Western Digital begins navigating the non-volatile memory maze
Stifel: All-Flash storage array market will hit $6.9bn by 2019
Comment Stifel MD Aaron Rakers has taken a deep dive look at the SanDisk technology Western Digital is aiming to buy, and his report brings out cost-savings derived from HGST escaping payment of an Intel tax, 3D NAND timescales, and possibilities for future planar NAND node shrinks.
SanDisk brings Western Digital a NAND chip supply from the SanDisk-Toshiba fab arrangement.
WD has an existing relationship between its HGST sub and Intel for the production of enterprise SAS SSDs. This arrangement is subject to renewal with each successive product introduction, a so-called evergreen deal.
It doesn't apply to consumer SAS SSDs, SATA SSDs or PCIe SSDs, meaning HGST/SanDisk is free to use SanDisk tech outside the enterprise SAS SSD product space and, if it wishes, that Intel deal could lapse after the next product renewal.
Rakers points out that "the write attributes of shingled magnetic recording (SMR) technologies requires the usage of non-volatile persistent memory (NAND) in order to optimise write performance (e.g., transition tables)."

> _EXERCISES TO COMPLETE_:
- 1) Rewrite the paragraph of the Western Digital article that begins "WD has an existing relationship" in shorter form, keeping its main facts.
- 2) Extend the article on Western Digital's planned SanDisk purchase, picking up after its final sentence.
The records have no connection to the text.

> _PROVIDED RECORDS_:
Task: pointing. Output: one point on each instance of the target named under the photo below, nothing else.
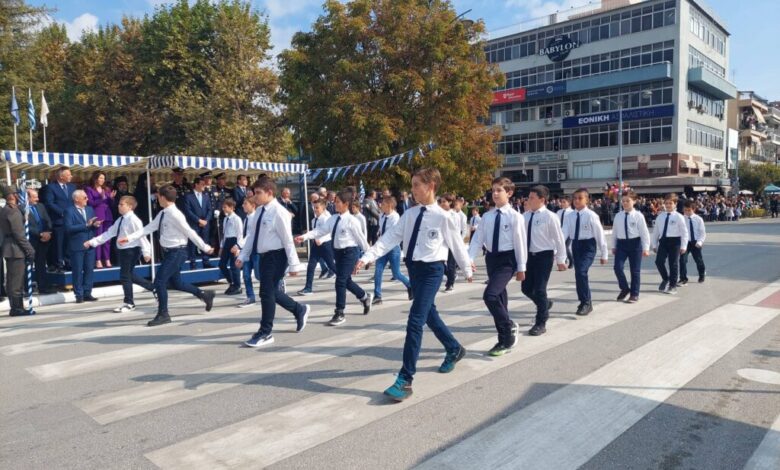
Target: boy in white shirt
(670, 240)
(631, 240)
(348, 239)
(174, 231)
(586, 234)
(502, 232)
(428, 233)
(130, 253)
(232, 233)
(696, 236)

--

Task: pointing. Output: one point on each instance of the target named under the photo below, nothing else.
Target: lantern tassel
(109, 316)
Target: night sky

> _EXPECTED RESPONSES_:
- 1) WD's HGST subsidiary and Intel jointly produce enterprise SAS SSDs under an "evergreen" deal that comes up for renewal with each new product introduction.

- 2)
HGST’s 10TB HelioSeal disk drives use SMR and, if Rakers is right, will need to be hybrid flash/disk drives with flash being used for SMR block rewrite operations. SanDisk can supply the flash chips for this.
Unexpectedly, there could be another 2D planar NAND node shrink to below 15nm. Rakers writes: "We believe that SanDisk continues to prepare for the possibility of another planar node shrink (i.e. to 10/12nm); whether the company actually commences a subsequent planar node shrink depends on the cost effectiveness ramp of SanDisk's 3D NAND ... demand for various types of NAND in different use cases, and the difference in investment required to continue to produce 15nm TLC, convert to 3D NAND, build greenfield 3D NAND or further shrink planar."
It's a complicated financial equation. Rakers thinks other NAND suppliers could be planning possible NAND node shrinks as well, and has charted potential timescales:
Micron has no planar node shrink planned as it is going wholesale into 3D NAND. Samsung would say that limits its total addressable market as planar NAND could be more cost-effective in some areas.
HGST's Intel tax
Raker's financial modelling of WD's post-SanDisk acquisition SSD costs indicates that building products using vertically-integrated SanDisk technology for enterprise SAS SSDs could save WD substantial amounts of money.
He thinks that 80-85 per cent of the enterprise SSD bill-of-material (BOM) cost is for NAND flash. Modelling with an average 900GB SSD he reckons WD could be paying Intel as much as $0.60/GB for flash chips. It would save as much as 52 per cent of this by using SanDisk chips.
Is SanDisk behind in 3D NAND, where Samsung is shipping product while SanDisk is not? SanDisk said it plans to move to 3D NAND when its cost/GB is less than that of current planar NAND, providing a better return on the capital deployed to make it.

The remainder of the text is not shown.